> **SELECTED TEXT**:
Re: [PATCH v2 nf 1/3] nft_set_pipapo: add avx register usage tracking for NET_DEBUG builds

[Date Prev][Date Next][Thread Prev][Thread Next][Date Index][Thread Index]

 



On Fri,  4 Apr 2025 15:32:24 +0200
Florian Westphal <fw@xxxxxxxxx> wrote:

> Add rudimentary register tracking for avx2 helpers.
> 
> A register can have following states:
> - mem (contains packet data)
> - and (was consumed, value folded into other register)
> - tmp (holds result of folding operation)
> 
> mem and tmp are mutually exclusive.
> 
> Warn if
> a) register store happens while register has 'mem' bit set
>    but 'and' unset.
>    This detects clobbering of a register with new
>    packet data before the previous load has been processed.
> b) register is read but wasn't written to before
>    This detects operations happening on undefined register
>    content, such as AND or GOTOs.
> c) register is saved to memory, but it doesn't hold result
>    of an AND operation.
>    This detects erroneous stores to the memory scratch map.
> d) register is used for goto, but it doesn't contain result
>    of earlier AND operation.
> 
> This is disabled for NET_DEBUG=n builds.
> 
> v2: Improve kdoc (Stefano Brivio)
>     Use u16 (Stefano Brivio)

> **DATASET CONTENT**:
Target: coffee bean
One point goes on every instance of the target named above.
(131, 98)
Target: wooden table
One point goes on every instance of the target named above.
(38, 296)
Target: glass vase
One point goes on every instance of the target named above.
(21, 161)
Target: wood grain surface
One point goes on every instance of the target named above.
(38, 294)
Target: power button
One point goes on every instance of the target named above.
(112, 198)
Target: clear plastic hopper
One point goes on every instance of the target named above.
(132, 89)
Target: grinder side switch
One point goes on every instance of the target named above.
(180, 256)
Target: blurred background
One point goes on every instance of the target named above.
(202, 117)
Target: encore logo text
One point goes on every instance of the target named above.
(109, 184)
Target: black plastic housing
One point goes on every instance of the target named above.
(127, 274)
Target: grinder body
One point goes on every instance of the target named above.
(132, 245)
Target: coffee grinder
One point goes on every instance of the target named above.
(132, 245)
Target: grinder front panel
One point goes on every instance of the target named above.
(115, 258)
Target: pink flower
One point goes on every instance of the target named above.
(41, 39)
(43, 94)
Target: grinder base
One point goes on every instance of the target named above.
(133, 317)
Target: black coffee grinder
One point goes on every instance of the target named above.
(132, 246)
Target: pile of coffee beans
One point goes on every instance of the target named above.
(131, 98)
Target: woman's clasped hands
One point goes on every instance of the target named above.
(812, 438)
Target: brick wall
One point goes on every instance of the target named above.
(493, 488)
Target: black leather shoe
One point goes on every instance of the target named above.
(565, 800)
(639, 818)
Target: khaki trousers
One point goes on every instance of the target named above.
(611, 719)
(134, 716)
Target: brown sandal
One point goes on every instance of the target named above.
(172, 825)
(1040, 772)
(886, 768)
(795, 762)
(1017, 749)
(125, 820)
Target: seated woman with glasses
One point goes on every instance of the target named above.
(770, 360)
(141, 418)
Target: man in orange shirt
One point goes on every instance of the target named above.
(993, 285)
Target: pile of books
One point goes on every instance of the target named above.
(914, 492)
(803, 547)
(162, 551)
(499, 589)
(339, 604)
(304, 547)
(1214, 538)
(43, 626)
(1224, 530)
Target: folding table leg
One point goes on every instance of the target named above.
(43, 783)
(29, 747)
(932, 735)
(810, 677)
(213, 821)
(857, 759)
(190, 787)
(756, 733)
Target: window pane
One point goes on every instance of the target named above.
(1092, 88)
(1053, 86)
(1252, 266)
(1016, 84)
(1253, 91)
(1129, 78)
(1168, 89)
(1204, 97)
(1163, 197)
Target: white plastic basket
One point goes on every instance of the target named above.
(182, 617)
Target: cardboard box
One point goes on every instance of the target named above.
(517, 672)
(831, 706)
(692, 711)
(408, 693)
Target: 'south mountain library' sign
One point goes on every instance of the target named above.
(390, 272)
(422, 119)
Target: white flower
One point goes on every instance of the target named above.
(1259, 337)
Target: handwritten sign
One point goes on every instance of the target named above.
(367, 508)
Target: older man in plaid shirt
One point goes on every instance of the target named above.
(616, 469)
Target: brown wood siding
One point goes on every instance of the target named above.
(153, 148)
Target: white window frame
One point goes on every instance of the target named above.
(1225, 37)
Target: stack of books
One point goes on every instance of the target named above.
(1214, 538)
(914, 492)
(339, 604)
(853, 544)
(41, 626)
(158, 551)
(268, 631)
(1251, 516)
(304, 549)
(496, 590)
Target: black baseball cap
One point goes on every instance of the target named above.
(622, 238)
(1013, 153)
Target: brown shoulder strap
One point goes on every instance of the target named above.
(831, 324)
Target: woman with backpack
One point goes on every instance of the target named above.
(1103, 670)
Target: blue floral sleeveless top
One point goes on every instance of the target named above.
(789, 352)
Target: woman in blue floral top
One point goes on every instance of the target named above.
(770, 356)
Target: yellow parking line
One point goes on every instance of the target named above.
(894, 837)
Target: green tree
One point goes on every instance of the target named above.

> **WHAT YOU WILL DO**:
a - Lay out the rows as a JSON list of strings, one string per line and no blank lines. Begin at the line that has "Target: black baseball cap" and stop after the last line of the rows.
b - Pick up the reply about the AVX register tracking patch right after its last line and carry it on.

> **RESPONSES IN ORDER**:
a -
[
  "Target: black baseball cap",
  "One point goes on every instance of the target named above.",
  "(622, 238)",
  "(1013, 153)",
  "Target: brown shoulder strap",
  "One point goes on every instance of the target named above.",
  "(831, 324)",
  "Target: woman with backpack",
  "One point goes on every instance of the target named above.",
  "(1103, 670)",
  "Target: blue floral sleeveless top",
  "One point goes on every instance of the target named above.",
  "(789, 352)",
  "Target: woman in blue floral top",
  "One point goes on every instance of the target named above.",
  "(770, 356)",
  "Target: yellow parking line",
  "One point goes on every instance of the target named above.",
  "(894, 837)",
  "Target: green tree",
  "One point goes on every instance of the target named above."
]

b -
>     Reduce macro usage in favor of inline helpers
>     warn if we store register to memory but its not holding
>     result of AND operation
> 
> Signed-off-by: Florian Westphal <fw@xxxxxxxxx>

Thanks, it looks much clearer (at least to me) now. Just some
exceedingly minor nits below. Other than that,

Reviewed-by: Stefano Brivio <sbrivio@xxxxxxxxxx>

> ---
>  v2: major changes as per Stefano
> 
>  Stores to memory or GOTOs now cause a splat unless the register
>  result of AND operation.

Ah, oops, I thought that was the intention in v1 too! :)

>  This triggers in 1 case but I think code is fine, I added
>  nft_pipapo_avx2_force_tmp() helper and use it in the relevant spot.

It makes sense to me, details below.

> 
>  net/netfilter/nft_set_pipapo_avx2.c | 217 ++++++++++++++++++++++++++--
>  1 file changed, 203 insertions(+), 14 deletions(-)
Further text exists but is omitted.